# [Passage to read]
* * * * *

Query Type	0.7.4 baseline (ef_search=40)	0.7.4 (ef_search=200))	0.8.0 best config	Best configuration	Improvement
A	123.3 ms	394.1 ms	13.1 ms	ef_search=40, relaxed_order	9.4x faster
B	104.2 ms	341.4 ms	83.5 ms	ef_search=200, relaxed_order	1.25x faster
C	128.5 ms	333.4 ms	85.7 ms	ef_search=200, relaxed_order	1.5x faster
D	127.4 ms	318.6 ms	70.7 ms	ef_search=200, relaxed_order	1.8x faster
E	913.4 ms	427.4 ms	160.3 ms	ef_search=200, relaxed_order	5.7x faster

The performance improvements with pgvector 0.8.0 were substantial across the different query patterns, even at this 10-million product scale. For typical ecommerce queries that search within specific categories for products matching certain criteria, runtime dropped from over 120 milliseconds with pgvector 0.7.4 to just 70 milliseconds with 0.8.0, while returning more comprehensive results.What’s particularly impressive is how pgvector 0.8.0’s improved cost estimation capabilities automatically chose more efficient execution plans. In our filtered query tests, the planner correctly estimated costs and provided more realistic assessments of vector operations complexity. As demonstrated in the “Enhanced cost estimation and query planning” section below, pgvector 0.8.0’s cost estimates (7,224.63 cost units) more accurately reflect the actual computational demands of vector operations compared to version 0.7.4 (116.84 cost units), leading to better execution plan selections and more complete result sets.

Recall and result completeness enhancements

Perhaps more important than raw performance is the substantial improvement in result quality when working with millions of vectors. Our tests demonstrated significant differences in result completeness. Remember that recall means we return X out of Y expected results, with 100% being perfect recall:

Query	0.7.4 baseline (ef_search=40)	0.7.4 (ef_search=200)	0.8.0 with strict_order	0.8.0 with relaxed_order
Category-filtered search	10%	0%	100%	100%
Complex filtered search	1%	0%	100%	100%
Very large result set	5%	5%	100%	100%

For highly selective queries (products in a specific category), pgvector 0.7.4 returned only a fraction of requested results. With iterative scanning enabled in 0.8.0, we saw up to 100 times improvement in result completeness, substantially enhancing the user experience.The following is a query pattern we tested that demonstrates these improvements:

-- Enable iterative scanning (pgvector 0.8.0 only)
SET hnsw.iterative_scan = 'relaxed_order';

-- e-commerce query with multiple filters
SELECT id, title, category, embedding <=> '[query vector]'::vector AS distance
FROM products
WHERE category = 'category1'
ORDER BY distance
LIMIT 100;

Different iterative scan modes and ef_search values

We conducted a detailed comparison of different pgvector 0.8.0 configurations to understand the trade-offs between different iterative scan modes and ef_search values.

* * * * *

# [List of tasks]
A. In the pgvector passage, how many cost units did pgvector 0.8.0 estimate?
B. Carry the pgvector passage forward from its final sentence.

* * * * *

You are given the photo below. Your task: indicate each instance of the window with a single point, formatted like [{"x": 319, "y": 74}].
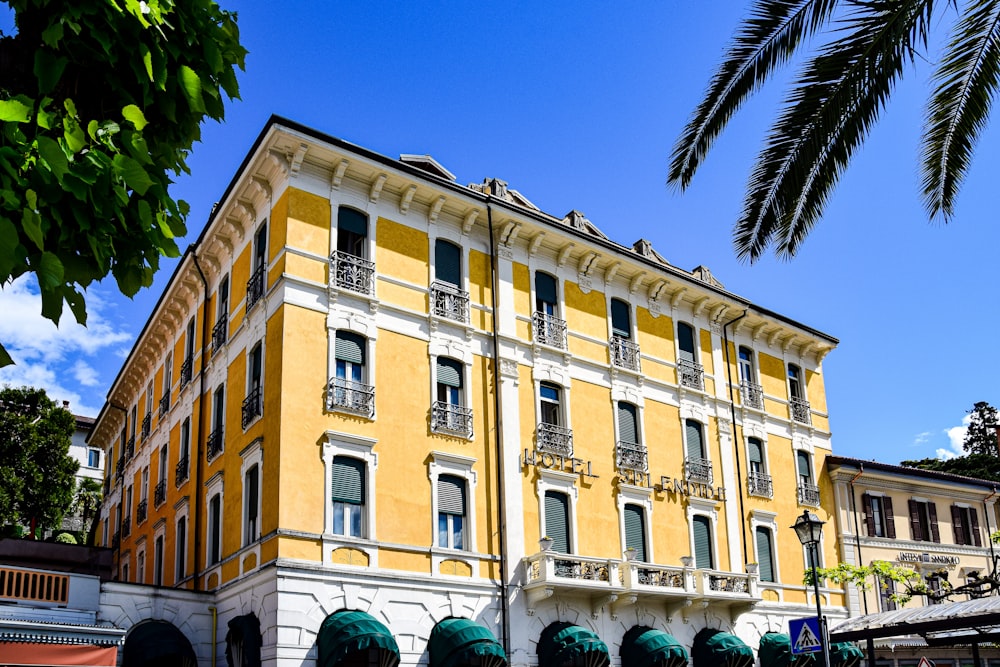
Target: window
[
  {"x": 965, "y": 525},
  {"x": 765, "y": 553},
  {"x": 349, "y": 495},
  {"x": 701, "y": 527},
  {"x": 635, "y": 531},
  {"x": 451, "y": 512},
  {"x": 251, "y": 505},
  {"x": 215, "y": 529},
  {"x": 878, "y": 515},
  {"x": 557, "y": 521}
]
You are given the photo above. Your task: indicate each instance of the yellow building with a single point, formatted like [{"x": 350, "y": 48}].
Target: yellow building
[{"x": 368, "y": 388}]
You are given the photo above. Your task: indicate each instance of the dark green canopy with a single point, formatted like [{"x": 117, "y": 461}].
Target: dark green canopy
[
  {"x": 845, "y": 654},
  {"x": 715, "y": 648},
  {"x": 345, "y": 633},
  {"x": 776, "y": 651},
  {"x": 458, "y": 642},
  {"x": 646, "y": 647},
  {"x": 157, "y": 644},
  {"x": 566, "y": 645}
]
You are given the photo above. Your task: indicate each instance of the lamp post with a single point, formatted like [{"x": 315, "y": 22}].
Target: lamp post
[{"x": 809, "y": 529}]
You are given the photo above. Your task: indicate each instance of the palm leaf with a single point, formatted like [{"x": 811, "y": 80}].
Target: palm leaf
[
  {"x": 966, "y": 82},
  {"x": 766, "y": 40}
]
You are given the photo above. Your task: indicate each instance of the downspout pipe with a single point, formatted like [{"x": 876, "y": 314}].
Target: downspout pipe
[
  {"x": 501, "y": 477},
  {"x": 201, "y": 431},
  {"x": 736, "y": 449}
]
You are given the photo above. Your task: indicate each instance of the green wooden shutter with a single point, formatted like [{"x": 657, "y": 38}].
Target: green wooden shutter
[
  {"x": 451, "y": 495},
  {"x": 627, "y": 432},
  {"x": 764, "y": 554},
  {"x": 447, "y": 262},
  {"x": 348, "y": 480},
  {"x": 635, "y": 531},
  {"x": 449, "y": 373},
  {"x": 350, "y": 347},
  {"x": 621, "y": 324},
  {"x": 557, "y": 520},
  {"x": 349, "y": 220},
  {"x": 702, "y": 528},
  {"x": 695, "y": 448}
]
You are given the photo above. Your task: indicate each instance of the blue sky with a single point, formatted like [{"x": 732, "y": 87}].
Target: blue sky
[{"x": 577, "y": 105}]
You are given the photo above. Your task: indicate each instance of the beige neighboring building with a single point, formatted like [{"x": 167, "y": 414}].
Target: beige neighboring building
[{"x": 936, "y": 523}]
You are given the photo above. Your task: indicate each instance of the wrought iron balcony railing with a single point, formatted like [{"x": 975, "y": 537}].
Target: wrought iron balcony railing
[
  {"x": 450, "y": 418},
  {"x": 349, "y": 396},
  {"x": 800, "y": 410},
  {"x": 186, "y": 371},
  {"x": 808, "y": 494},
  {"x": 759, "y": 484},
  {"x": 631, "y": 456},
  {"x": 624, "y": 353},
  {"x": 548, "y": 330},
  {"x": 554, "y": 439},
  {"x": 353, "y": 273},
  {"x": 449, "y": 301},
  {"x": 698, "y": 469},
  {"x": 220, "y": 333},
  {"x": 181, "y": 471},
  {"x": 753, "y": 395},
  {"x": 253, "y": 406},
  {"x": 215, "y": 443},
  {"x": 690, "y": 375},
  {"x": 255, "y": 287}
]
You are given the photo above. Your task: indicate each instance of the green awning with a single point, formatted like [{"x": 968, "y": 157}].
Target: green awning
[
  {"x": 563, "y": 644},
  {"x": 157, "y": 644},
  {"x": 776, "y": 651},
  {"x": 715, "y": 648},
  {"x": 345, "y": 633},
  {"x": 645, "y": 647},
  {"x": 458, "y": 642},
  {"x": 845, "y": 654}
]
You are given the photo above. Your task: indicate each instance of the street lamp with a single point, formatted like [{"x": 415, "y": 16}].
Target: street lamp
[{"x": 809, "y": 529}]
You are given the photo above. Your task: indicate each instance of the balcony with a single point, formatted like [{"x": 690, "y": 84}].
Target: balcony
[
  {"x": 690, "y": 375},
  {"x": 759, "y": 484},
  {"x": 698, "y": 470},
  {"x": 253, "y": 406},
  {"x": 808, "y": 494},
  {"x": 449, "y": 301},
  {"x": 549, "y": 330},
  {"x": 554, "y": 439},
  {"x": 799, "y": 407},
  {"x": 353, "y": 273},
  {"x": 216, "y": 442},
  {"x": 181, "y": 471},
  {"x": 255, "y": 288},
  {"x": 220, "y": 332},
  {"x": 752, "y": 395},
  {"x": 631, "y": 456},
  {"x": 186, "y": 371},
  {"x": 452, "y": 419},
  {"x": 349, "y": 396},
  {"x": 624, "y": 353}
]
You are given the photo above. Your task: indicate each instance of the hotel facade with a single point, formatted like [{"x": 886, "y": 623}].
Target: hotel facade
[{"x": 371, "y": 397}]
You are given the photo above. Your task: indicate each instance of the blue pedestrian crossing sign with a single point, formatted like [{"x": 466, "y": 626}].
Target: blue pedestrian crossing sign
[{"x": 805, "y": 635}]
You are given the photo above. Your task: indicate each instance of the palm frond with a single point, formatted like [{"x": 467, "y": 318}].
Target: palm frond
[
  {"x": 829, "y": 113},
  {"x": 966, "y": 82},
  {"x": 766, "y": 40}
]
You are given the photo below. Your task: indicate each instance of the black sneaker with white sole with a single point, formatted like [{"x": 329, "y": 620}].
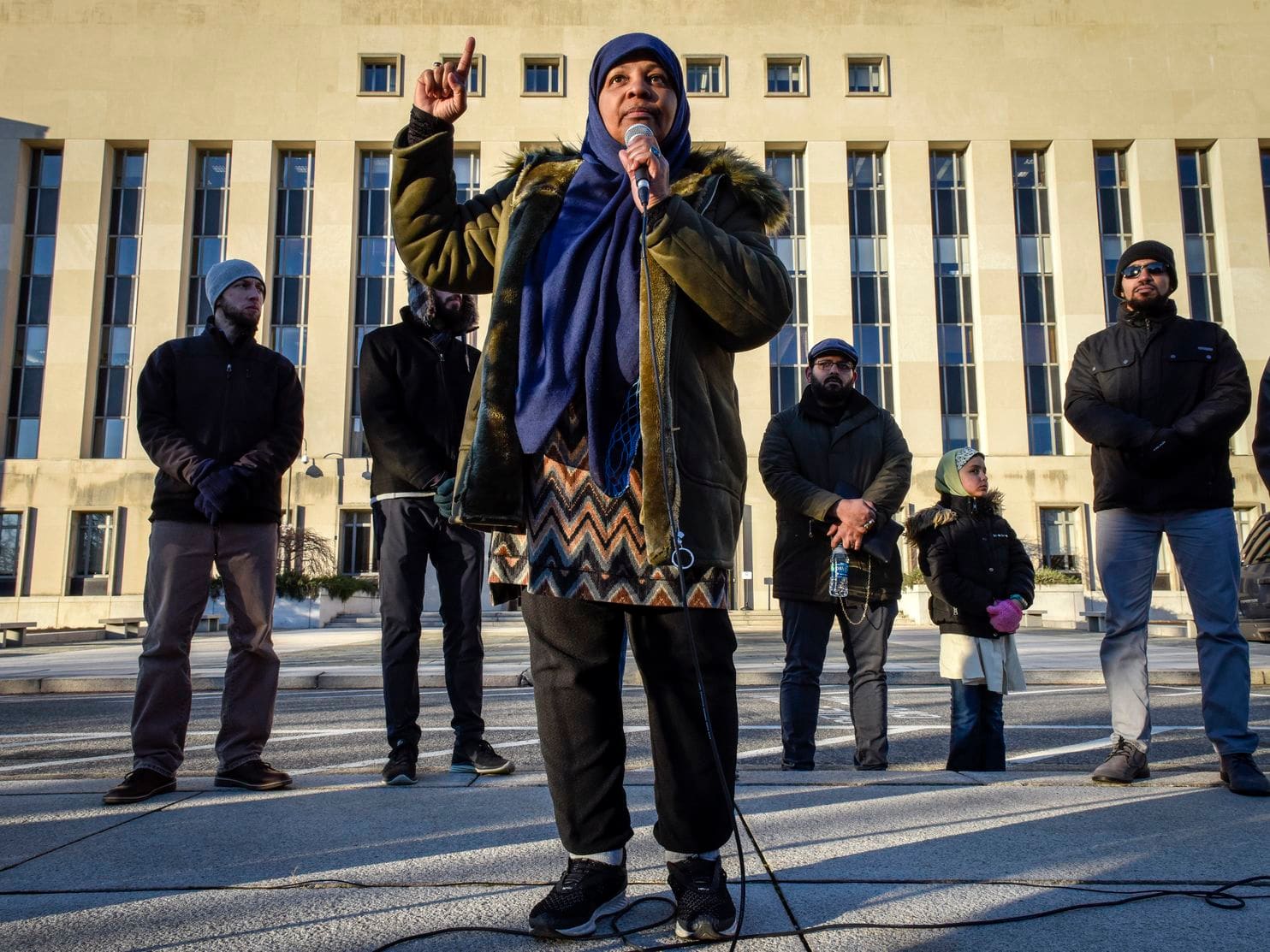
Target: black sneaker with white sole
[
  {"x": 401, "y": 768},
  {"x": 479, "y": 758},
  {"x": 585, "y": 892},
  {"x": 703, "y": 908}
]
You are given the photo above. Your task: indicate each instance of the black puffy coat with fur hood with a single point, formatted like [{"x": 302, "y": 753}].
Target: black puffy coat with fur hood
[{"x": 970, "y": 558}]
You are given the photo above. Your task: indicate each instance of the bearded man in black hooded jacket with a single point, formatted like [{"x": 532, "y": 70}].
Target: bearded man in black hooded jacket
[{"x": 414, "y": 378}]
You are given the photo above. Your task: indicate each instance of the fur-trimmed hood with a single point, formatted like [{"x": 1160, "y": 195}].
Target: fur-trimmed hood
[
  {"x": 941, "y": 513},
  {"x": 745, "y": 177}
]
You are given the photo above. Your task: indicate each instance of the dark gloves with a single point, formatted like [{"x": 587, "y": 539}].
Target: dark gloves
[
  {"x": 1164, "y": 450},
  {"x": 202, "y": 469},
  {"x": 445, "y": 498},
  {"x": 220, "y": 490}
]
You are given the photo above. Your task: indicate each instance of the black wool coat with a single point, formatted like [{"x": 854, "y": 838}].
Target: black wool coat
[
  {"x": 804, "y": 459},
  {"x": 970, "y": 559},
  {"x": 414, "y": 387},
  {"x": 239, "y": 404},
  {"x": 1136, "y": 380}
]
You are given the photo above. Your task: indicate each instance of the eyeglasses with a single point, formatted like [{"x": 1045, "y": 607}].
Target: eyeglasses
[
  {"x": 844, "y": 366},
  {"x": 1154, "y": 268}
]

* * * * *

# [In response]
A. 7,224.63 cost units

B.
Configuration	Query A (top 10)	Query B (top 1000)	Query C (filtered)	Query D (complex)	Query E (large)
0.8.0 baseline (ef_search=40, iterative_scan=off)	19.3 ms	18.8 ms	20.0 ms	15.7 ms	99.8 ms
0.8.0 (ef_search=40, iterative_scan=strict_order)	18.1 ms	277.9 ms	197.1 ms	203.2 ms	344.0 ms
0.8.0 (ef_search=40, iterative_scan=relaxed_order)	13.1 ms	164.1 ms	150.8 ms	99.1 ms	397.9 ms
0.8.0 (ef_search=200, iterative_scan=strict_order)	28.8 ms	133.7 ms	128.5 ms	57.9 ms	207.6 ms
0.8.0 (ef_search=200, iterative_scan=relaxed_order)	30.7 ms	83.5 ms	85.7 ms	70.7 ms	160.3 ms

This detailed breakdown illustrates how different combinations affect performance across query types. For simple queries (A), a lower ef_search with relaxed_order provides the best performance. For complex filtered queries (C, D) and large result sets (B, E), higher ef_search values with relaxed_order typically offer the best balance of performance and completeness.The relaxed_order mode provides significantly better performance for most query types while still delivering complete result sets. For applications where exact distance ordering is less critical (like product recommendations), this mode offers an excellent balance of performance and results quality.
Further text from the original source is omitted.